## Text section
▬▬▬▬▬▬▬▬▬▬

No Gods, No Monsters by Caldwell Turnbull (2021, Blackstone Publishing) – A young man is killed by the police in Boston. Beyond a single death, a fearsome truth is revealed. Monsters are real. When a group of them reveal themselves during a protest event, the world is stunned. Just as quickly, the video of what happened disappears. And the world wants to pretend it never happened. But it did, and a group of people attempt to find a way to navigate new realities and old hatreds.

Brilliant, challenging, not an easy read but an enthralling one. Turnbull is reaching for something ambitious here and succeeds. All the “monsters” that we want to believe are only figments of imagination turn out to be real. When one of them is killed by police, and his final transformation from werewolf to human is caught on a bodycam, the monsters are out of the bag. Except some power doesn’t want them there. Ancient conflicts and secret societies crash into the “real world”, bringing pain to families, both biological and found. The characters stretch across gender identities, races, and attractions. It’s a story that swerves from person to person, point of view to point of view, and between realities.

▬▬▬▬▬▬▬▬▬▬

## Available data
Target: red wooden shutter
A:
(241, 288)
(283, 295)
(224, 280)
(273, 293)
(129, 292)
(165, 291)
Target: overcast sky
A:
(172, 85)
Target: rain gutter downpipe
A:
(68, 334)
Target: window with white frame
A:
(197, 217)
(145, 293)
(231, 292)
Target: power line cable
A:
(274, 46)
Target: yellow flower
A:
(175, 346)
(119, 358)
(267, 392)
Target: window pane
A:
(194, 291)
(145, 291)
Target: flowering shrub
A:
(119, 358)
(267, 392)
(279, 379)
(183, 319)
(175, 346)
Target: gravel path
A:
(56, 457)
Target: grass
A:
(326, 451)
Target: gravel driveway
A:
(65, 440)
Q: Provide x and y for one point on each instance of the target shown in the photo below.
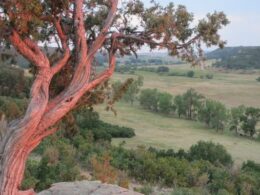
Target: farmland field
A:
(155, 130)
(232, 88)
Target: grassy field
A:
(164, 132)
(232, 88)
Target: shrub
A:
(149, 99)
(190, 74)
(214, 153)
(162, 69)
(209, 76)
(177, 74)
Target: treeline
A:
(72, 149)
(164, 70)
(237, 58)
(206, 168)
(194, 106)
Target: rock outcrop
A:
(86, 188)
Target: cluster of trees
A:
(206, 167)
(194, 106)
(64, 154)
(132, 89)
(25, 25)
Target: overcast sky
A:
(244, 29)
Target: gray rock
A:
(86, 188)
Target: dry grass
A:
(231, 88)
(164, 132)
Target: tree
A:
(165, 102)
(214, 114)
(249, 120)
(192, 102)
(149, 99)
(81, 29)
(180, 106)
(236, 114)
(190, 74)
(133, 90)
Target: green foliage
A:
(162, 69)
(165, 102)
(211, 152)
(214, 114)
(190, 74)
(192, 102)
(89, 123)
(133, 89)
(244, 119)
(149, 99)
(249, 120)
(209, 76)
(235, 118)
(13, 82)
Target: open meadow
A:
(231, 88)
(160, 131)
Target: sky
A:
(244, 15)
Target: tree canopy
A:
(80, 29)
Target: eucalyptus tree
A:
(81, 29)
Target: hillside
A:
(236, 57)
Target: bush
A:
(149, 99)
(214, 153)
(209, 76)
(190, 74)
(162, 69)
(177, 74)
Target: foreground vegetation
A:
(164, 132)
(205, 168)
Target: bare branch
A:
(102, 35)
(29, 50)
(64, 41)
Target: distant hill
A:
(236, 57)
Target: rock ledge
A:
(86, 188)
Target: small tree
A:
(179, 105)
(81, 29)
(235, 118)
(214, 114)
(192, 101)
(133, 90)
(165, 102)
(190, 74)
(149, 99)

▬▬▬▬▬▬▬▬▬▬

## Requirement 1
Could you reproduce the No Gods, No Monsters review word for word, beginning at "No Gods, No" and stopping after "and old hatreds."?
## Requirement 2
What would come next in the No Gods, No Monsters review? Write the text that follows its last sentence.

## Answer 1
No Gods, No Monsters by Caldwell Turnbull (2021, Blackstone Publishing) – A young man is killed by the police in Boston. Beyond a single death, a fearsome truth is revealed. Monsters are real. When a group of them reveal themselves during a protest event, the world is stunned. Just as quickly, the video of what happened disappears. And the world wants to pretend it never happened. But it did, and a group of people attempt to find a way to navigate new realities and old hatreds.

## Answer 2
The book defies easy category. Fantasy? Yes. With a very Adult Urban streak. The writing is beautiful, the storytelling impeccable. Here are creatures that have haunted humanities nightmares for centuries, brought into the 21st Century in a way that feels new and in our moment.
This is a story about the “others” that live among us. Not just the “monsters” but sexual identity, cultural identity and sexual preference all play a role here as well. The world is filled with “others”, to someone any of us can be “other” as well. It’s also about family, and what that term can mean in the modern world.
This was another book that I was uncertain about at the beginning. The POV of the storytelling moves throughout, and sometimes it took a minute for me to remember who this was. It took a little while for my brain to settle into a groove, but once I did, I couldn’t wait to keep reading. If you want brilliant writing and are willing to accept the challenge, this is a book worth waiting for.
Rating – 4 stars Recommended
“No Gods, No Monsters” is scheduled to hit shelves September 7.
This review was based on an Advance Reader Copy (ARC) and is consistent with our published Review Policy.